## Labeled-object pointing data
************

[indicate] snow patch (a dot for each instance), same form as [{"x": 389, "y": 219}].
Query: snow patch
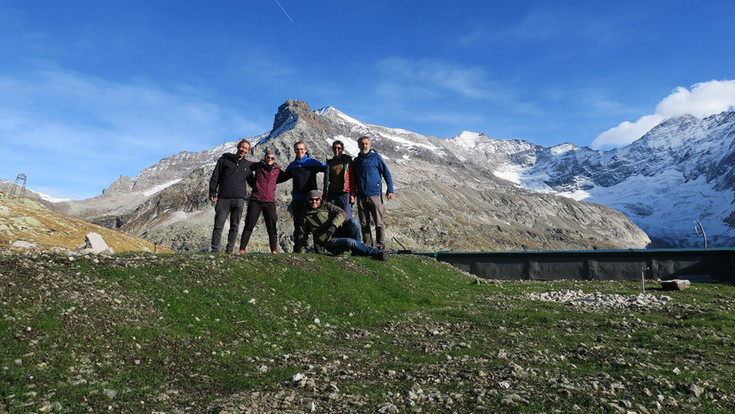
[{"x": 160, "y": 187}]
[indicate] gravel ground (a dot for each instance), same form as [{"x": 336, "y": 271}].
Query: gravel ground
[{"x": 466, "y": 365}]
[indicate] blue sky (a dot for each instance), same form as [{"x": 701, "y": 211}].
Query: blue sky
[{"x": 91, "y": 90}]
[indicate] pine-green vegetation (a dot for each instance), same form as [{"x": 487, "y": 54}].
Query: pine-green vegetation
[{"x": 302, "y": 333}]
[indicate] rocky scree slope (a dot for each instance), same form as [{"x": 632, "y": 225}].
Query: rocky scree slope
[
  {"x": 680, "y": 171},
  {"x": 443, "y": 202}
]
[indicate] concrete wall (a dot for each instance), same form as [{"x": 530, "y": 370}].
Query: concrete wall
[{"x": 714, "y": 265}]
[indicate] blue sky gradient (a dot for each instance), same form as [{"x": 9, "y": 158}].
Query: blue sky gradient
[{"x": 92, "y": 90}]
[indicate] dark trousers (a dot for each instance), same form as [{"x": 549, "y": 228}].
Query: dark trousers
[
  {"x": 341, "y": 200},
  {"x": 298, "y": 211},
  {"x": 251, "y": 219},
  {"x": 371, "y": 208},
  {"x": 226, "y": 208}
]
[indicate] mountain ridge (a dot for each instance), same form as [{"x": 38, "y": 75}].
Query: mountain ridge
[{"x": 443, "y": 202}]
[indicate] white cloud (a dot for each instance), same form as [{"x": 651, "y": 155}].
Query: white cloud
[{"x": 704, "y": 99}]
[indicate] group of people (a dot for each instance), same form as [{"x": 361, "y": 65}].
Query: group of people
[{"x": 327, "y": 216}]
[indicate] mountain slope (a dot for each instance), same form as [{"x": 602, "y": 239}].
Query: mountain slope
[
  {"x": 681, "y": 171},
  {"x": 27, "y": 221},
  {"x": 443, "y": 201}
]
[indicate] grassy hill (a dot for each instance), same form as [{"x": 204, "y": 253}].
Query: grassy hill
[{"x": 314, "y": 333}]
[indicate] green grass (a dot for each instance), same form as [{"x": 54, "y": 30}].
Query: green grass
[{"x": 179, "y": 332}]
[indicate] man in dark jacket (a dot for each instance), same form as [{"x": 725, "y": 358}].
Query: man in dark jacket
[
  {"x": 229, "y": 189},
  {"x": 303, "y": 171},
  {"x": 370, "y": 170},
  {"x": 334, "y": 231}
]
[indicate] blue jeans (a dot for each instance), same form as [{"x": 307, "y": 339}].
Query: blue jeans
[{"x": 347, "y": 238}]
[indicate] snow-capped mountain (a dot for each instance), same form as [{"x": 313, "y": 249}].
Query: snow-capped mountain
[
  {"x": 679, "y": 172},
  {"x": 447, "y": 197}
]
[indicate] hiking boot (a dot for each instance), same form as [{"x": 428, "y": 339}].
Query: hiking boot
[{"x": 383, "y": 255}]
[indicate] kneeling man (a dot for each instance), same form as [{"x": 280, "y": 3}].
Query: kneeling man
[{"x": 334, "y": 231}]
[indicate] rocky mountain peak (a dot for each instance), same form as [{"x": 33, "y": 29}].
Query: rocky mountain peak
[{"x": 290, "y": 113}]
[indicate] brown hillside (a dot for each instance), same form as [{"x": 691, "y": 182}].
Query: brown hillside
[{"x": 24, "y": 220}]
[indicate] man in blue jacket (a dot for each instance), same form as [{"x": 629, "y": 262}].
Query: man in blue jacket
[
  {"x": 228, "y": 187},
  {"x": 303, "y": 171},
  {"x": 370, "y": 170}
]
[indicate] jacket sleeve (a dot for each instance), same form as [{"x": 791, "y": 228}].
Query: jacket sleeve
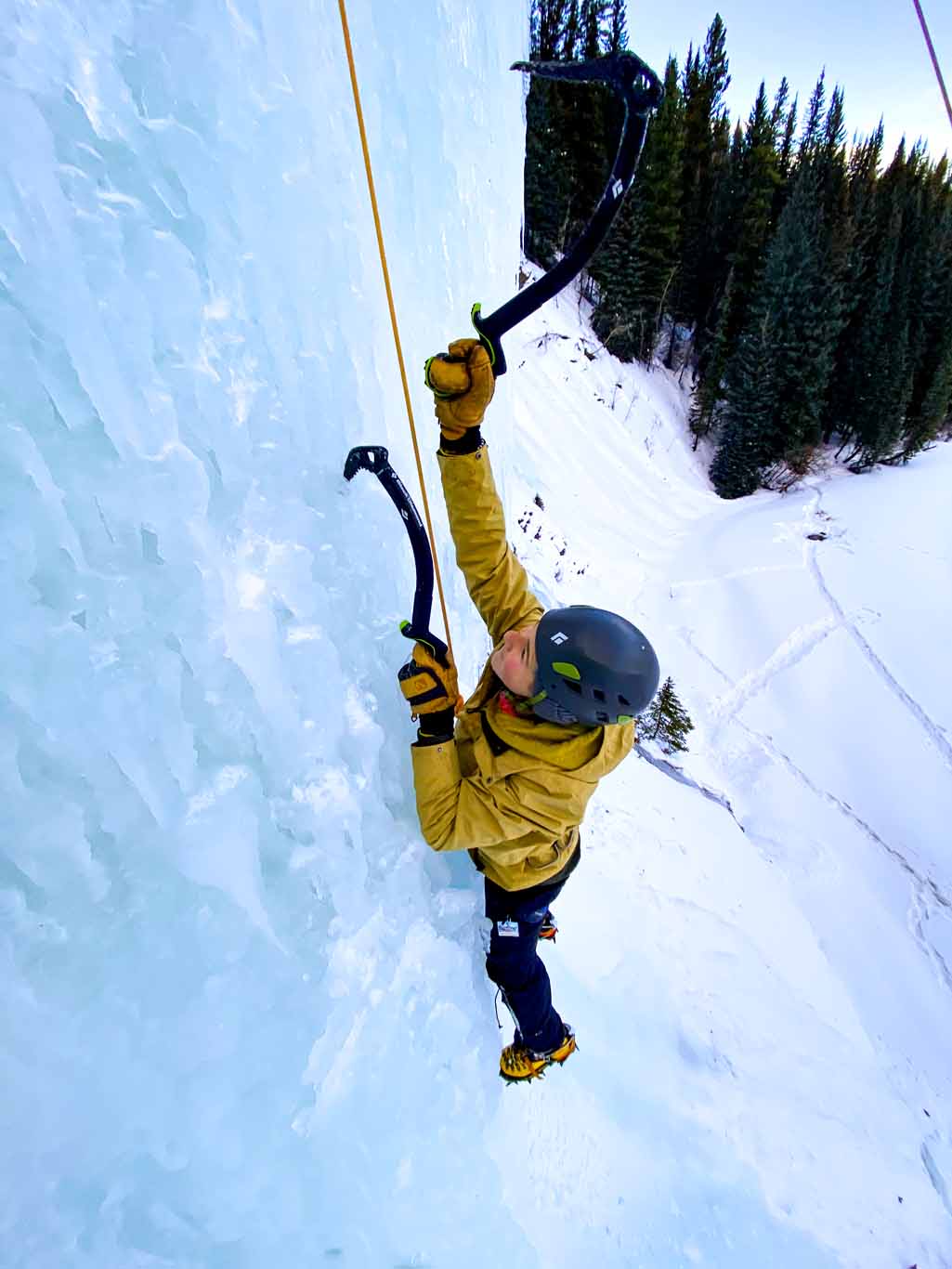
[
  {"x": 495, "y": 579},
  {"x": 460, "y": 812}
]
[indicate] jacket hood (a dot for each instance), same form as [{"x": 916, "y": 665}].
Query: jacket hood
[{"x": 588, "y": 752}]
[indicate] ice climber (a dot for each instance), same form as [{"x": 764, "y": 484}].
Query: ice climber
[{"x": 509, "y": 778}]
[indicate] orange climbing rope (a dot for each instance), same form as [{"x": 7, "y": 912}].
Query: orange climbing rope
[{"x": 392, "y": 314}]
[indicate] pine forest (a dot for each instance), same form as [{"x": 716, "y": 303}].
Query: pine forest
[{"x": 800, "y": 283}]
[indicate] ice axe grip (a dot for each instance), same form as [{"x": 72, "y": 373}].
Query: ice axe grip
[{"x": 376, "y": 460}]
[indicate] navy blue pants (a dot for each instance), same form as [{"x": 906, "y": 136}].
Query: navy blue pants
[{"x": 513, "y": 962}]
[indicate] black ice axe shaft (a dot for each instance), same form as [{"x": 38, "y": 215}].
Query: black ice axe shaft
[
  {"x": 376, "y": 460},
  {"x": 641, "y": 92}
]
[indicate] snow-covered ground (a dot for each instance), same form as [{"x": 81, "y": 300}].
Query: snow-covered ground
[{"x": 244, "y": 1012}]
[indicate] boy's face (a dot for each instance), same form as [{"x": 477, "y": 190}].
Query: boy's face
[{"x": 515, "y": 661}]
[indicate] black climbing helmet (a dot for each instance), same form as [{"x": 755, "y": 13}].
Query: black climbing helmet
[{"x": 593, "y": 668}]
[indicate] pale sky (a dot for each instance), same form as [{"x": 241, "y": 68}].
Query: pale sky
[{"x": 873, "y": 49}]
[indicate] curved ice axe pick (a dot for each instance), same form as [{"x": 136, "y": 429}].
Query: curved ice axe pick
[
  {"x": 641, "y": 93},
  {"x": 376, "y": 460}
]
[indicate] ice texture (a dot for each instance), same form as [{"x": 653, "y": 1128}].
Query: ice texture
[{"x": 244, "y": 1019}]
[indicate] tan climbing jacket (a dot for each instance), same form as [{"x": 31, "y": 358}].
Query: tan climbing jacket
[{"x": 513, "y": 791}]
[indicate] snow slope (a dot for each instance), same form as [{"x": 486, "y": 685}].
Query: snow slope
[{"x": 244, "y": 1012}]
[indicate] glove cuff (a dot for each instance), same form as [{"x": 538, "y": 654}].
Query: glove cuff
[
  {"x": 466, "y": 444},
  {"x": 437, "y": 726}
]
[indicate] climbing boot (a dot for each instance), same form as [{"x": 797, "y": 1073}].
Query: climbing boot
[
  {"x": 549, "y": 929},
  {"x": 516, "y": 1063}
]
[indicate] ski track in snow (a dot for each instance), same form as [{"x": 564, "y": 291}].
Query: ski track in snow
[
  {"x": 934, "y": 734},
  {"x": 925, "y": 896}
]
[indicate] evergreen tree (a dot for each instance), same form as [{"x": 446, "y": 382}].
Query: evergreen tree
[
  {"x": 668, "y": 720},
  {"x": 777, "y": 381},
  {"x": 636, "y": 267},
  {"x": 745, "y": 226},
  {"x": 931, "y": 334},
  {"x": 705, "y": 83},
  {"x": 546, "y": 173},
  {"x": 617, "y": 34}
]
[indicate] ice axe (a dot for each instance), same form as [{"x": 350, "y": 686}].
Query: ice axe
[
  {"x": 376, "y": 460},
  {"x": 641, "y": 92}
]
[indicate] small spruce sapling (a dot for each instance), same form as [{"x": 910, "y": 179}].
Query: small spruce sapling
[{"x": 668, "y": 721}]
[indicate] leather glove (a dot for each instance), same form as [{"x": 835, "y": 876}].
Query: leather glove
[
  {"x": 463, "y": 385},
  {"x": 430, "y": 688}
]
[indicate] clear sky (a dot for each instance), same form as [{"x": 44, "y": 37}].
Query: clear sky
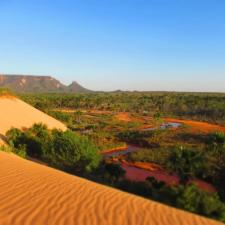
[{"x": 117, "y": 44}]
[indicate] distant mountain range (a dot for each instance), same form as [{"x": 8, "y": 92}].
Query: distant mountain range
[{"x": 38, "y": 84}]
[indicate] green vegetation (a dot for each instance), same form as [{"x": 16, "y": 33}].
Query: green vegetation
[
  {"x": 63, "y": 150},
  {"x": 93, "y": 127},
  {"x": 188, "y": 197},
  {"x": 198, "y": 106},
  {"x": 5, "y": 91},
  {"x": 186, "y": 163}
]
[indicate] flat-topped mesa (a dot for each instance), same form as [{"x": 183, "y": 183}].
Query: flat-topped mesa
[{"x": 37, "y": 84}]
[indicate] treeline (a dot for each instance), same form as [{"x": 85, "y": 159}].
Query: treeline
[
  {"x": 64, "y": 150},
  {"x": 199, "y": 106}
]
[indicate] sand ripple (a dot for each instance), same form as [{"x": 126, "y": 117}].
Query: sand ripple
[{"x": 33, "y": 194}]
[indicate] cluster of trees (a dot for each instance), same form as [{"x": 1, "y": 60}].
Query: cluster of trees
[
  {"x": 64, "y": 150},
  {"x": 200, "y": 106}
]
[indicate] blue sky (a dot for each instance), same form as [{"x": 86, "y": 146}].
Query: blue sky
[{"x": 117, "y": 44}]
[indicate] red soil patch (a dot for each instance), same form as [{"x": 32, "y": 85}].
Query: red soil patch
[
  {"x": 115, "y": 149},
  {"x": 198, "y": 126},
  {"x": 124, "y": 117},
  {"x": 144, "y": 165}
]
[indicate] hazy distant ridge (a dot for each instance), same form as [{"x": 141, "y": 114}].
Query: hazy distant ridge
[{"x": 30, "y": 83}]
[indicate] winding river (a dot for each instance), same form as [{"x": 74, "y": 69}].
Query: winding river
[{"x": 138, "y": 174}]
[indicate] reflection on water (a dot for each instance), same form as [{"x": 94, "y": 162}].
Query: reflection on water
[{"x": 133, "y": 148}]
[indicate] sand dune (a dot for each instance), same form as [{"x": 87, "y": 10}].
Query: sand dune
[
  {"x": 16, "y": 113},
  {"x": 33, "y": 194}
]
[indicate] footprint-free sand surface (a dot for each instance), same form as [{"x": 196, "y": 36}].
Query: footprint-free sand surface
[
  {"x": 18, "y": 114},
  {"x": 33, "y": 194}
]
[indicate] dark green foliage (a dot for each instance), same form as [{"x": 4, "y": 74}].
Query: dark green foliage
[
  {"x": 64, "y": 150},
  {"x": 114, "y": 172},
  {"x": 208, "y": 107},
  {"x": 186, "y": 163},
  {"x": 188, "y": 197},
  {"x": 197, "y": 201}
]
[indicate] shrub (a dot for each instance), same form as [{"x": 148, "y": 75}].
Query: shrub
[{"x": 64, "y": 150}]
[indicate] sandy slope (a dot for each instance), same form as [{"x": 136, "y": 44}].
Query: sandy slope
[
  {"x": 16, "y": 113},
  {"x": 32, "y": 194}
]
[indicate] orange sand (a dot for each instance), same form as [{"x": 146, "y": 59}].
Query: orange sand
[
  {"x": 33, "y": 194},
  {"x": 16, "y": 113}
]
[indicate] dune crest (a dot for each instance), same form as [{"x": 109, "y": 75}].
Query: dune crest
[
  {"x": 33, "y": 194},
  {"x": 18, "y": 114}
]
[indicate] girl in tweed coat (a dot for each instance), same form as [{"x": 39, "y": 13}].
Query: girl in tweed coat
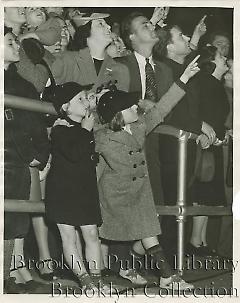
[{"x": 126, "y": 199}]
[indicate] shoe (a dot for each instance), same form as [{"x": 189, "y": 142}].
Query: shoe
[
  {"x": 208, "y": 252},
  {"x": 133, "y": 276},
  {"x": 10, "y": 287},
  {"x": 175, "y": 282},
  {"x": 106, "y": 272},
  {"x": 47, "y": 276}
]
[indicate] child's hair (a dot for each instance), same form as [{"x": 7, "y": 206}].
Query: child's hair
[
  {"x": 117, "y": 123},
  {"x": 207, "y": 55}
]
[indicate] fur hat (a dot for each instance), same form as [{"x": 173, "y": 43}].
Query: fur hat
[{"x": 115, "y": 101}]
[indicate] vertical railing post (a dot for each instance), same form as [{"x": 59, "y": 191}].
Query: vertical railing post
[{"x": 181, "y": 197}]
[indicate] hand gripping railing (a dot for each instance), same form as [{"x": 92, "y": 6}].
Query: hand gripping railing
[{"x": 180, "y": 210}]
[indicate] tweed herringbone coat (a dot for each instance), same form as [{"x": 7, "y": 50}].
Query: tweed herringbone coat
[{"x": 126, "y": 199}]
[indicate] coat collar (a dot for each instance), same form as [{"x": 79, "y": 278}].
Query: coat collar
[{"x": 84, "y": 60}]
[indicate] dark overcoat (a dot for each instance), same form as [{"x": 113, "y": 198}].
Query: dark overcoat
[
  {"x": 25, "y": 139},
  {"x": 71, "y": 189}
]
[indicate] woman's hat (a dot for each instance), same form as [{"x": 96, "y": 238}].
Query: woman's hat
[
  {"x": 63, "y": 93},
  {"x": 80, "y": 20},
  {"x": 7, "y": 30},
  {"x": 115, "y": 101}
]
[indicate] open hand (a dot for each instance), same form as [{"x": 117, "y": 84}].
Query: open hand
[
  {"x": 201, "y": 27},
  {"x": 88, "y": 121}
]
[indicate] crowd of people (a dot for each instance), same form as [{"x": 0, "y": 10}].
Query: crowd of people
[{"x": 102, "y": 166}]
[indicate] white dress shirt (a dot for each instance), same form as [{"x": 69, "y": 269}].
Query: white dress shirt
[{"x": 141, "y": 63}]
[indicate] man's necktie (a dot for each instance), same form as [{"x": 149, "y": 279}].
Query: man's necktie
[{"x": 151, "y": 86}]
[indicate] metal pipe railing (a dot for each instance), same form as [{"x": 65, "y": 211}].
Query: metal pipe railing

************

## Exercise prompt
Rewrite the stretch of data from the line containing "[indicate] crowd of" through the end of the data, substituting "bow tie" for "necktie" and leaving everything else unchanged.

## Worked solution
[indicate] crowd of people (a dot for each instance), same form as [{"x": 0, "y": 10}].
Query: crowd of people
[{"x": 102, "y": 166}]
[indicate] white dress shirt (a dot for each instance), same form as [{"x": 69, "y": 269}].
Query: white dress shirt
[{"x": 141, "y": 63}]
[indicate] man's bow tie (a dot for each instance), same form as [{"x": 149, "y": 279}].
Query: man's bow tie
[{"x": 151, "y": 86}]
[indicate] metal pipe railing (a dot for each instance), same form as [{"x": 65, "y": 211}].
Query: metal pipe railing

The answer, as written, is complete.